Предложенный текст:
------

Вопрос: Вы упомянули, что Чаадаев считал, что на Западе Царство Божие, да? А в чём конкретно Царство Божие выражалось?

Н. С.: Вот я сам удивляюсь этому, понимаете. Просто, по Чаадаеву, всю жизнь западный человек уже живёт в Царстве Божием. И, так сказать, плавно из этой жизни переходит туда, в загробное Царство Божие. Оказывается, вся культура западная сплошь христианская, вскормленная христианством, и она как бы поддерживает это Царство Божие. Но для меня это мнение – загадка, я не могу это понять. Вот, например, Англия. Начинаешь смотреть её философию, – так ничего там христианского нет, сплошной утилитаризм, фактически материализм. Там всё время речь идёт о самых материальных, земных вещах. В Англии деньги правили, а вовсе не Христос. А, тем не менее, для Чаадаева вся история Англии – она чисто христианская. Это для меня тоже загадка.

------

Задания и упражнения:
1. Перепишите из текста о Чаадаеве фрагмент от слов "Н. С.: Вот я" до слов "меня тоже загадка." включительно.
2. Что, согласно тексту о Чаадаеве, правило в Англии вместо Христа?
3. Пожалуйста, продолжите текст о Чаадаеве, начав сразу после его последнего предложения.

Исходные данные:
------

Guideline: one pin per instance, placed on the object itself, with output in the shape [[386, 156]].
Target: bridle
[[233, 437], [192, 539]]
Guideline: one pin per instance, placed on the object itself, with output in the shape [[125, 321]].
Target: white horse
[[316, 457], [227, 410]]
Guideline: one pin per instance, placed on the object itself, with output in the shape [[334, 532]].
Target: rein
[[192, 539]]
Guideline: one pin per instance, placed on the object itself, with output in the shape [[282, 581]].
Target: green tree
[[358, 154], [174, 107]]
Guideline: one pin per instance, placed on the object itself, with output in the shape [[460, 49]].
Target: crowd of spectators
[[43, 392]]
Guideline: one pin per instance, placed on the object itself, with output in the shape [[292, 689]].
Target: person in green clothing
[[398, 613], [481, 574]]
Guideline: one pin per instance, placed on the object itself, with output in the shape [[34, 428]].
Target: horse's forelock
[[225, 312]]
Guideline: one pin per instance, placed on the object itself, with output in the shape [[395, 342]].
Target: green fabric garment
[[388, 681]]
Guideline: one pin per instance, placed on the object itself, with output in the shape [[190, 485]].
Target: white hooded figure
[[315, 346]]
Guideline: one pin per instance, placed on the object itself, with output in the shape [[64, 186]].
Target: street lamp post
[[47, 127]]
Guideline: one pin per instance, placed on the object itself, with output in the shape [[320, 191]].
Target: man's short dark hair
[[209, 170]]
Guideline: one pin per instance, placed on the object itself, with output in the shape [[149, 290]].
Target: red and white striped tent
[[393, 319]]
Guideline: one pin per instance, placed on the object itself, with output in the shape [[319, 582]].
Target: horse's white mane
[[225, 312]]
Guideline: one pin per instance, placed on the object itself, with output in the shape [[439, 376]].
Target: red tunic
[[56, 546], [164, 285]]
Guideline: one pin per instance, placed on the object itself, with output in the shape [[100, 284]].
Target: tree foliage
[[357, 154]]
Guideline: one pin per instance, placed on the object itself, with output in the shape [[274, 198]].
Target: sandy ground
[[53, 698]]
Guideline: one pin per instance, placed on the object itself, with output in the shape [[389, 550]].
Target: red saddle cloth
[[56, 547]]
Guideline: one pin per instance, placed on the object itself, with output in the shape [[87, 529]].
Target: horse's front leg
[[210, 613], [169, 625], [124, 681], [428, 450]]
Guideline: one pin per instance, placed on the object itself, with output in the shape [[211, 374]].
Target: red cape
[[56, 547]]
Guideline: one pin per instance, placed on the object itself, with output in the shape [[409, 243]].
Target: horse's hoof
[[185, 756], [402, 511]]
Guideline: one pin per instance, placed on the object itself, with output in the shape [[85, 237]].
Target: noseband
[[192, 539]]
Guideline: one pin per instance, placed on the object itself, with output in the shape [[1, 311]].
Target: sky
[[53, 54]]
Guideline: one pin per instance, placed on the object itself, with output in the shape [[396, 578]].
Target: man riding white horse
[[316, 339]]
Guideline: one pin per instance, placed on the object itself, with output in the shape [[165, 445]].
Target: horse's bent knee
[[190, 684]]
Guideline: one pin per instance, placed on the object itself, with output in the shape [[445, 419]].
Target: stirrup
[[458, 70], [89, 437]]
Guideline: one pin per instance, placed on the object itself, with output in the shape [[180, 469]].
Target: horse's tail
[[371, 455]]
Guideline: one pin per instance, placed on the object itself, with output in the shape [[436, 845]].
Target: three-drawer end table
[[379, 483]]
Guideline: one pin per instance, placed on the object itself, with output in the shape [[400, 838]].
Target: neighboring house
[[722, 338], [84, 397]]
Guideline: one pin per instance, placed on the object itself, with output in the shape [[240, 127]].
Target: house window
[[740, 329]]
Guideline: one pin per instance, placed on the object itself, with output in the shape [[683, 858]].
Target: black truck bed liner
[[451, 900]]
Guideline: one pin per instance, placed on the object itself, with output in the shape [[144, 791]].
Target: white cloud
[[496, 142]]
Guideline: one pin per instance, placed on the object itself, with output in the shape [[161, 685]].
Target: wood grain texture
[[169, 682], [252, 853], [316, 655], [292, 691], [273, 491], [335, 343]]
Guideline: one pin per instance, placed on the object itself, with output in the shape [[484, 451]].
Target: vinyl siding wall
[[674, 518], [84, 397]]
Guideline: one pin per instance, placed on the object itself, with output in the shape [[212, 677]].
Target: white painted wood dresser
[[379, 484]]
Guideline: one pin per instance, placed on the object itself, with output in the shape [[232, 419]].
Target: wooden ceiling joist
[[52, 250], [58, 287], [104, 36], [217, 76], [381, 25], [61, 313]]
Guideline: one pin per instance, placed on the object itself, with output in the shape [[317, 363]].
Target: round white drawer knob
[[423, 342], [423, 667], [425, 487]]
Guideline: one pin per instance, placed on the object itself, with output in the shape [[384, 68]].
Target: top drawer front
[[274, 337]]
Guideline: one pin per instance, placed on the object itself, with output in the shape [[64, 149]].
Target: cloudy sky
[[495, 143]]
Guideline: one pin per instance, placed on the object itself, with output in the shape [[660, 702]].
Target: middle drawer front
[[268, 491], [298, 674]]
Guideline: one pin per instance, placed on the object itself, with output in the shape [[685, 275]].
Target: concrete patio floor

------

Результаты:
1.
Н. С.: Вот я сам удивляюсь этому, понимаете. Просто, по Чаадаеву, всю жизнь западный человек уже живёт в Царстве Божием. И, так сказать, плавно из этой жизни переходит туда, в загробное Царство Божие. Оказывается, вся культура западная сплошь христианская, вскормленная христианством, и она как бы поддерживает это Царство Божие. Но для меня это мнение – загадка, я не могу это понять. Вот, например, Англия. Начинаешь смотреть её философию, – так ничего там христианского нет, сплошной утилитаризм, фактически материализм. Там всё время речь идёт о самых материальных, земных вещах. В Англии деньги правили, а вовсе не Христос. А, тем не менее, для Чаадаева вся история Англии – она чисто христианская. Это для меня тоже загадка.

2. Деньги.

3.
Вопрос: Николай Владимирович, а может быть, тут дело в том, что, не желая делать свой мир, выращивать, тут есть какие-то моменты паразитирования, окунулся в чужой мир, ему показался он готовым для жизни, а своего здесь строить он не хотел?

Н. С.: Ну, понимаете, может быть. Я не хочу какой-то суд вершить над этим человеком. Я просто дал, ну, достаточно легкий абрис, как бы его портрет, а вы уже сами рассуждайте, где он прав, где не прав, где он немного не в себе, где он нормальный.

Вопрос: Николай Владимирович, а вот всё-таки его значение для развития как бы русской социалистической, русской коммунистической, христианской коммунистической мысли в чём? Только в этой единственной идее, так сказать, о том, что народы есть исторические личности, они развиваются и воплощают, развёртывают в истории христианское задание?

Н. С.: Да.

Вопрос: Какое значение? Которое Вы усматриваете в нём, да?

Н. С.: Да, в этом я усматриваю то, что эта мысль – она не тривиальная, она для того времени была совершенно новой, как мне представляется. Может быть, на Западе что-то такое было, но у нас в России – ничего подобного. Да, я в этом вижу его значение. Ещё то, что промысел Божий в истории присутствует. Кстати, этот промысел Божий мы очень явно почувствовали вчера-позавчера, когда вдруг совершенно каким-то удивительным образом без единого выстрела Крым стал российским. Вот уж действительно промысел Божий.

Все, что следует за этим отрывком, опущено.